**WHAT YOU WILL DO:**
**a)** In the posture article, rewrite everything from "Proper posture means" down to "problems and discomfort.", replacing "muscles" with "muscle groups".
**b)** In the posture article, what complaints do many people bring to Patrick Wroblewski's practice?

**PROVIDED PASSAGE:**
◆ ◆ ◆ ◆ ◆ ◆ ◆
Thursday, December 5, 2013
The Importance of Proper Posture
The Importance of Proper Posture
Correct Alignment Leads to Better Health
By: Hope Bentley
Talk of good posture often generates images of women walking in a circle with books balanced on their heads or soldiers standing at attention. But good posture does not have to be rigid or ridiculous. In fact, far from ridiculous, it may be the key to good health.
According to Patrick Wroblewski, a Boulder, Colorado-based structural integration practitioner, "Good posture is a dynamic, working awareness of how gravity is coming down through the body." In other words, just as the body moves and changes throughout the day, so should posture.
Wroblewski explains that many people come in to his practice with complaints of lower back pain, and stiff necks and shoulders, most of which have a direct correlation to poor posture. If a person sits hunched in front of a computer screen all day, it's likely the head hovers towards the screen, the lower back has collapsed and the tail bone is supporting the weight, and legs are crossed or splayed. Bad standing posture includes the same hunching or lateral misalignment, like standing with a hip cocked to one side. These common forms of less-than-perfect posture mean less-than-healthy consequences for the body.
Does Posture Matter?
Ever feel low on energy? Get sick often? Experience headaches or digestive upset, like constipation or diarrhea? Feel less agile than you used to be? Your postural habits may be behind these symptoms.
Proper posture means the body is aligned so that all the muscles work as they were designed to. On the other hand, poor posture leads to inefficient movement, causing the muscles to have to do extra work. For instance, if the head isn't resting correctly on top of the neck and spine but hovers over the chest instead, the muscles at the back of the neck have to remain contracted to hold the head up. The results? Circulation becomes hindered, and oxygen and nutrients have a hard time flowing through the body. Contracted muscles are less able to receive hydration and energy, and the tissue eventually becomes hard and fibrous. Eventually, muscles can pull bones out of alignment and cause serious problems and discomfort.
◆ ◆ ◆ ◆ ◆ ◆ ◆
**RECORD EXTRACTS:**
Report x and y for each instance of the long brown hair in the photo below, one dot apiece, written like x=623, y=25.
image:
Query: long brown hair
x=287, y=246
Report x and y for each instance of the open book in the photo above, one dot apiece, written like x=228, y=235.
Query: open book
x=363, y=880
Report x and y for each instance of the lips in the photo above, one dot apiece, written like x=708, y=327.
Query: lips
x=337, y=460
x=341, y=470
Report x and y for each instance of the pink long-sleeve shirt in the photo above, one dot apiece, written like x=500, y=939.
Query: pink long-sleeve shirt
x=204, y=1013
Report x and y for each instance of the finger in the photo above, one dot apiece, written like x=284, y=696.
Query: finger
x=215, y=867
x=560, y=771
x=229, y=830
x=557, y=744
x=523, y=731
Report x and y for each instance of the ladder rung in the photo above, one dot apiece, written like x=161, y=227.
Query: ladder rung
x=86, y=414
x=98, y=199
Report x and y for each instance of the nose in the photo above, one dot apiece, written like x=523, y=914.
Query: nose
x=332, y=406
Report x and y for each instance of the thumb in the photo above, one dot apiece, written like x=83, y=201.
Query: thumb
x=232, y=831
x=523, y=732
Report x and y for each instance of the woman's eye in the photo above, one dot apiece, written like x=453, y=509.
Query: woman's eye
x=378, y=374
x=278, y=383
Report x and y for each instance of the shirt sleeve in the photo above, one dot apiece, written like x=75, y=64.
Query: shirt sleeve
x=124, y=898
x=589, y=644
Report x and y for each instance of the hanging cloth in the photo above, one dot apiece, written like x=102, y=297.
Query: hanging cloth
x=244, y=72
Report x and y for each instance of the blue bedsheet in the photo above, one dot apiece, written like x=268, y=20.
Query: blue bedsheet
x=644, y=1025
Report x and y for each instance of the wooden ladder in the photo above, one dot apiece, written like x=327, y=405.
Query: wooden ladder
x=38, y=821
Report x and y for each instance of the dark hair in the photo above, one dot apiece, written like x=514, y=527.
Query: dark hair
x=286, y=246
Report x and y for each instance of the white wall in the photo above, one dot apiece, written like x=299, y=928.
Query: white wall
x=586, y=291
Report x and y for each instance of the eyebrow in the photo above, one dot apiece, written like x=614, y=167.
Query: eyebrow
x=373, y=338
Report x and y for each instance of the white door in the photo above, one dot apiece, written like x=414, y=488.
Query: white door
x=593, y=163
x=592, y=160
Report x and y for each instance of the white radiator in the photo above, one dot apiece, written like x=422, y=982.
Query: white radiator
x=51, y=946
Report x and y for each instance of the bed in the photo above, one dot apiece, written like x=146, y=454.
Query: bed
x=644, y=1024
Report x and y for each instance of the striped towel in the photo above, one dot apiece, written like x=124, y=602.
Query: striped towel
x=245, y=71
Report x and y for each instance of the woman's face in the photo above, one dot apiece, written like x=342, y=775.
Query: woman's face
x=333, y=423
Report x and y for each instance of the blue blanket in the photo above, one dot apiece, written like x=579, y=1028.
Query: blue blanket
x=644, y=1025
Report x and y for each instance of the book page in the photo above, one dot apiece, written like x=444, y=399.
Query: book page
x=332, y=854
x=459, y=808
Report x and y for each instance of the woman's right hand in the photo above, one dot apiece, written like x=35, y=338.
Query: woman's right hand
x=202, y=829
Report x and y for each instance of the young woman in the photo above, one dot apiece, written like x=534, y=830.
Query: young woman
◆ ◆ ◆ ◆ ◆ ◆ ◆
**RESULTS FOR EACH TASK:**
**a)**
Proper posture means the body is aligned so that all the muscle groups work as they were designed to. On the other hand, poor posture leads to inefficient movement, causing the muscle groups to have to do extra work. For instance, if the head isn't resting correctly on top of the neck and spine but hovers over the chest instead, the muscle groups at the back of the neck have to remain contracted to hold the head up. The results? Circulation becomes hindered, and oxygen and nutrients have a hard time flowing through the body. Contracted muscle groups are less able to receive hydration and energy, and the tissue eventually becomes hard and fibrous. Eventually, muscle groups can pull bones out of alignment and cause serious problems and discomfort.

**b)** Lower back pain, and stiff necks and shoulders.